#### YOUR GOAL
Everything from the line with "Could you spot the smartphone" through the last line of the records below should be copied exactly, both ends included.

Records from a data collection:
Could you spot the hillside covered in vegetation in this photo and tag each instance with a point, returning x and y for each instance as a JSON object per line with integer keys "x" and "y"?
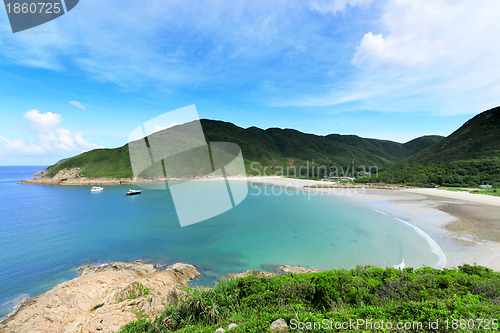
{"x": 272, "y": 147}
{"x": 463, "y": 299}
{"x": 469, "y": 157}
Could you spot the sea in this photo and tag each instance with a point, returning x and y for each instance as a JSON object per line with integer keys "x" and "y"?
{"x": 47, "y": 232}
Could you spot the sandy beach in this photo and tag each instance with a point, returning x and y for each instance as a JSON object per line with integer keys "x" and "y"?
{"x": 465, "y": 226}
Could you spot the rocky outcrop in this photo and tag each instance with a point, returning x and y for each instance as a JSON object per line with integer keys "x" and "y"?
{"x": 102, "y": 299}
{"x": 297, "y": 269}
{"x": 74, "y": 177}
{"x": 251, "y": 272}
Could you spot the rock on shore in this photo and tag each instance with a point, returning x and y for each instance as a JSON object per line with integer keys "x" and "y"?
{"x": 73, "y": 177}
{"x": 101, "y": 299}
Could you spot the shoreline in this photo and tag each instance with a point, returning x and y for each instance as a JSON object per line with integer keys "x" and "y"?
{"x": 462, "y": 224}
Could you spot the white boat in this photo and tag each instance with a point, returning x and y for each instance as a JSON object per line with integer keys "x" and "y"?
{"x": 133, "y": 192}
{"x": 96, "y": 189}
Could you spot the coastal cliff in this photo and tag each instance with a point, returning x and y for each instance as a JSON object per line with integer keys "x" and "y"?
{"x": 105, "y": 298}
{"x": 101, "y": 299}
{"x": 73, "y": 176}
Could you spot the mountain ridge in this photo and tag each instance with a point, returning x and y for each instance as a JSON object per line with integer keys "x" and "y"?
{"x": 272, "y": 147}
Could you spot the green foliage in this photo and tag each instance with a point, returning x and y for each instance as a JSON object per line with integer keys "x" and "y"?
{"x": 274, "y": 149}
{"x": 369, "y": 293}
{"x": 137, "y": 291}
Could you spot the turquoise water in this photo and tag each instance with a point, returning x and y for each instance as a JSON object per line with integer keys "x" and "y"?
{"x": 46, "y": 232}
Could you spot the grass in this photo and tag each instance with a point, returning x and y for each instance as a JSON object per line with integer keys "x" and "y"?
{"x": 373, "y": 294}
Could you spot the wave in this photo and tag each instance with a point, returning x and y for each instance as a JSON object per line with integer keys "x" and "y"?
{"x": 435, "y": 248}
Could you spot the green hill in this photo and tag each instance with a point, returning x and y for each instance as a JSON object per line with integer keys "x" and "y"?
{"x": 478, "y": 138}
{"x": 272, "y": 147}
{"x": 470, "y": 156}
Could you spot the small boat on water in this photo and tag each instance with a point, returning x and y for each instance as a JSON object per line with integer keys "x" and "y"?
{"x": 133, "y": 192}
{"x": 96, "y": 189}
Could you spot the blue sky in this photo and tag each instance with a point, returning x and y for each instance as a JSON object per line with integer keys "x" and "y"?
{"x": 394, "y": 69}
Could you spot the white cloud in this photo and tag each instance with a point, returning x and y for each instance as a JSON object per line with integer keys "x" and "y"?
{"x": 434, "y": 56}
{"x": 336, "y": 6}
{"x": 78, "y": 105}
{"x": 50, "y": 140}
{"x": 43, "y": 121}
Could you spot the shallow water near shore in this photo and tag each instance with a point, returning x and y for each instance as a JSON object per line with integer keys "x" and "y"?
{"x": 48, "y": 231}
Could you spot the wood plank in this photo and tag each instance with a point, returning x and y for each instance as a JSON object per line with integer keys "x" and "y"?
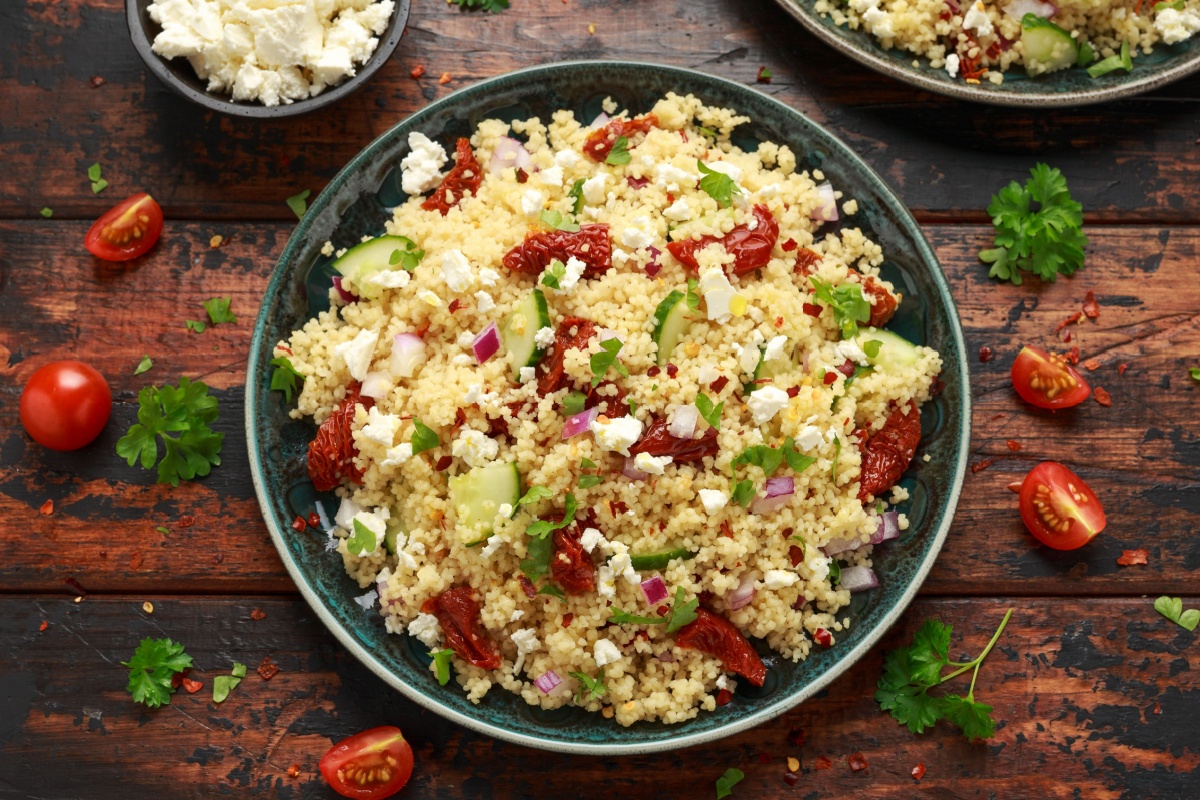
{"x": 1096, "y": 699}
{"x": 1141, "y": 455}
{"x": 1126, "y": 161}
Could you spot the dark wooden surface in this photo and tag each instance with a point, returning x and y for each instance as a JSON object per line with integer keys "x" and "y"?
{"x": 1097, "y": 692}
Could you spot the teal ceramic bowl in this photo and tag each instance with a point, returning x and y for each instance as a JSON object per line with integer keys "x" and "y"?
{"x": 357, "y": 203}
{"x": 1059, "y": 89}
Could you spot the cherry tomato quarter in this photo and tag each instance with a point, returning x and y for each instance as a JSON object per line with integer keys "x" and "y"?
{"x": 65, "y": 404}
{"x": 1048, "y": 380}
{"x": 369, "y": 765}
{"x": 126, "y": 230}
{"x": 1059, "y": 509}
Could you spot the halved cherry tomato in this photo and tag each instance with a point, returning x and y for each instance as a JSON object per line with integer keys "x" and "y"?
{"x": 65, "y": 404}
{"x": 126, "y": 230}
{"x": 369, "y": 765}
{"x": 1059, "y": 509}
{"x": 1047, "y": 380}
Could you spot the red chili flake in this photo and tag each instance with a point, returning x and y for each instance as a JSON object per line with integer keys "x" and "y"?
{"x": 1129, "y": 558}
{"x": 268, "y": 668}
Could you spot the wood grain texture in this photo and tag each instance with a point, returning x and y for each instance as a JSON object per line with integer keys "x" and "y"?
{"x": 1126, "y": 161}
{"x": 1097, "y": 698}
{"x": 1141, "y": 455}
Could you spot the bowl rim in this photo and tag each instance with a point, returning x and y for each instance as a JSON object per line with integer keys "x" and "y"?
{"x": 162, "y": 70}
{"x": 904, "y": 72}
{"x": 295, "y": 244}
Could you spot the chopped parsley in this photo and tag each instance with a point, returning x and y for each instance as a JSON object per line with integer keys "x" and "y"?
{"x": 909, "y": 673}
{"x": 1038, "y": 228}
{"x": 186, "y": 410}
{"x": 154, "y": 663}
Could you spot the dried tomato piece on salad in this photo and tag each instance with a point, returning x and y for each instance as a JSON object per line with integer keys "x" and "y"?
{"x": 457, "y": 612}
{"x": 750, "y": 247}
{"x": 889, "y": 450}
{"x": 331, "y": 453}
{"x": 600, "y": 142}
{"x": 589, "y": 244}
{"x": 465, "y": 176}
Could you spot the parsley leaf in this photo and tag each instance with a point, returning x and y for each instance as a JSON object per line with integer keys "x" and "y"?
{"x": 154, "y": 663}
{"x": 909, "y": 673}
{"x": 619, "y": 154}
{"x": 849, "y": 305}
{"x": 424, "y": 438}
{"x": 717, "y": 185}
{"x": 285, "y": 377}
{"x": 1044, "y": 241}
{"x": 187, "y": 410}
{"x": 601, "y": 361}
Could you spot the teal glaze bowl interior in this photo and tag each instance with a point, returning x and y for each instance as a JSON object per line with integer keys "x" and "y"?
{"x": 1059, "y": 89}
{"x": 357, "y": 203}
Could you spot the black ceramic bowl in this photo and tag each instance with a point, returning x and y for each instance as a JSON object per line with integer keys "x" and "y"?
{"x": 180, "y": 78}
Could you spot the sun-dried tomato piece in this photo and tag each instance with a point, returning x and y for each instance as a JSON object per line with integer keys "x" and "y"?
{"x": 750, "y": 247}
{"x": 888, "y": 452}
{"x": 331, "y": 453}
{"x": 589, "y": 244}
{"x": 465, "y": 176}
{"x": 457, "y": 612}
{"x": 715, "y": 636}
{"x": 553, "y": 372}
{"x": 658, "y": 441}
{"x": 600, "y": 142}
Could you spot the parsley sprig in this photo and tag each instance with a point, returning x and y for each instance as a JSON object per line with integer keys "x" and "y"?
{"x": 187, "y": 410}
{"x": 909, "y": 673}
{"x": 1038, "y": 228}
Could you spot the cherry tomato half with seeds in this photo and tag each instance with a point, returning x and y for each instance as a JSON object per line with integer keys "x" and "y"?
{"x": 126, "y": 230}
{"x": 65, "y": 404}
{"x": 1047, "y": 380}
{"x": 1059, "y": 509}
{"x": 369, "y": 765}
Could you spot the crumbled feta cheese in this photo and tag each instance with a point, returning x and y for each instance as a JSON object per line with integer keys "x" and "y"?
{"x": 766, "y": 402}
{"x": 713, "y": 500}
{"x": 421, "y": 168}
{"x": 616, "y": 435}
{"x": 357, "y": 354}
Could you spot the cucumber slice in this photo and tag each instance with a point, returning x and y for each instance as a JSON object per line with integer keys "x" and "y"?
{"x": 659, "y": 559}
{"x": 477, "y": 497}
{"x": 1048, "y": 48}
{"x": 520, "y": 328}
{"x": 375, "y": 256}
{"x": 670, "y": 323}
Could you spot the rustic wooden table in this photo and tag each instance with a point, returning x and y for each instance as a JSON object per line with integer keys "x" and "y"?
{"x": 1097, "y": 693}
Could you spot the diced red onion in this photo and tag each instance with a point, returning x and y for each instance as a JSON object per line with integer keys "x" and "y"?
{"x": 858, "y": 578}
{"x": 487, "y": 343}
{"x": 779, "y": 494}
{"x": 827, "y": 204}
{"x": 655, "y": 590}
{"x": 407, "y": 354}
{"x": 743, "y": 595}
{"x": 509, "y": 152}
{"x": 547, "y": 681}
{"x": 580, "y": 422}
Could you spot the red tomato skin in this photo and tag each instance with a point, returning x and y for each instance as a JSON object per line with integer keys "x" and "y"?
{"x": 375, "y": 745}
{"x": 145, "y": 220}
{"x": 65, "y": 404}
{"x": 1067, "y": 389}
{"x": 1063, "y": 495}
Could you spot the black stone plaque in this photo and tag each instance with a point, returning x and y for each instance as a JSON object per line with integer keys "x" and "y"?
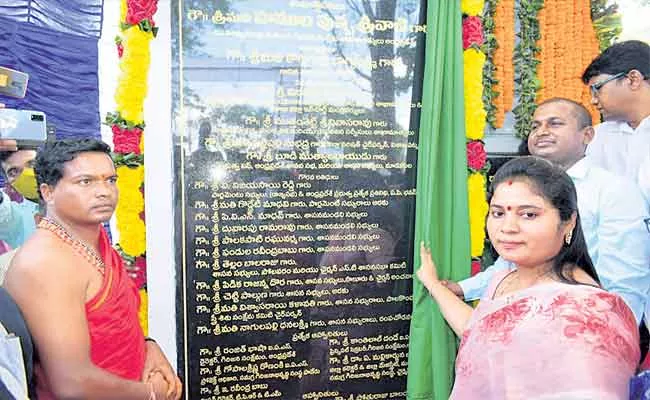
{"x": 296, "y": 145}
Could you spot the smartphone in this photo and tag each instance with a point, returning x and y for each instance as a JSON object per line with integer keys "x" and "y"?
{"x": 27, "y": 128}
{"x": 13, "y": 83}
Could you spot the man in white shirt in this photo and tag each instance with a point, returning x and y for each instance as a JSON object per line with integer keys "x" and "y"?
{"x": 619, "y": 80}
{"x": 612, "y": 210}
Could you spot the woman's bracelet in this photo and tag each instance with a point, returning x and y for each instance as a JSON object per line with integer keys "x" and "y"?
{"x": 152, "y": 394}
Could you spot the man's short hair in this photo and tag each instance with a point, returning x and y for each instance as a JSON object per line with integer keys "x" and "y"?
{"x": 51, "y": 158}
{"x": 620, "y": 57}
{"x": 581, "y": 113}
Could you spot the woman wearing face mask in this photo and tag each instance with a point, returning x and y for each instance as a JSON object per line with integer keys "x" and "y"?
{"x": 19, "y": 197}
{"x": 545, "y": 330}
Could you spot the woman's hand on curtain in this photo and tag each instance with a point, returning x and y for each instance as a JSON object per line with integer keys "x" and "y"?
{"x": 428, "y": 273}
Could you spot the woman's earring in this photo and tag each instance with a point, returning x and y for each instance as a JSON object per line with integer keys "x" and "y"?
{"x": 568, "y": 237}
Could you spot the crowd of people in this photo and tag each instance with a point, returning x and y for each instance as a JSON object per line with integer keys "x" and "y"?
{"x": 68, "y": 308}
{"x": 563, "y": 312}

#### ANSWER TO THE TASK
Could you spot the smartphone in this photo and tag each instance with a point, returning x and y for each instance as a JSON object per line with integer keys "x" and "y"?
{"x": 27, "y": 128}
{"x": 13, "y": 83}
Could you spot the man in white shirt in this photo and tag each instance with a point, returning x and y for each instance as a JSON object per line with integer keys "x" and "y"?
{"x": 619, "y": 80}
{"x": 612, "y": 210}
Could you spot the woman's bracelet in this photo and tag each instance with a point, returning x and y for each instance as a JSON object per line with integer keys "x" and "y"?
{"x": 152, "y": 394}
Could you spot the man's short hair in this photo and tag each instance with a point, returning x and y for each instance as a JSON object per line with integer keys "x" and "y"?
{"x": 51, "y": 158}
{"x": 620, "y": 57}
{"x": 581, "y": 113}
Could you spot the woman wearing face mask in this photo and tag each instance with a point, returning x and y for each instance as a JSON object per line with integer keys "x" and "y"?
{"x": 19, "y": 197}
{"x": 545, "y": 330}
Could you spot the woman's hand on curtain in this photo and tag each instance with a point, returning x and y for each instance as a JSON object per line with integer keys "x" and "y"?
{"x": 428, "y": 273}
Could you spot the woman's earring in this photo and tag each instance with a point, returning x and y for each instance as a JSON object per line with integer keys "x" and "y"?
{"x": 568, "y": 237}
Could you spot the crowd of people in this photo and tag each instance with a point, returning x and y for each instance as a JSON object per line with integer keys "x" and "y"?
{"x": 68, "y": 308}
{"x": 563, "y": 312}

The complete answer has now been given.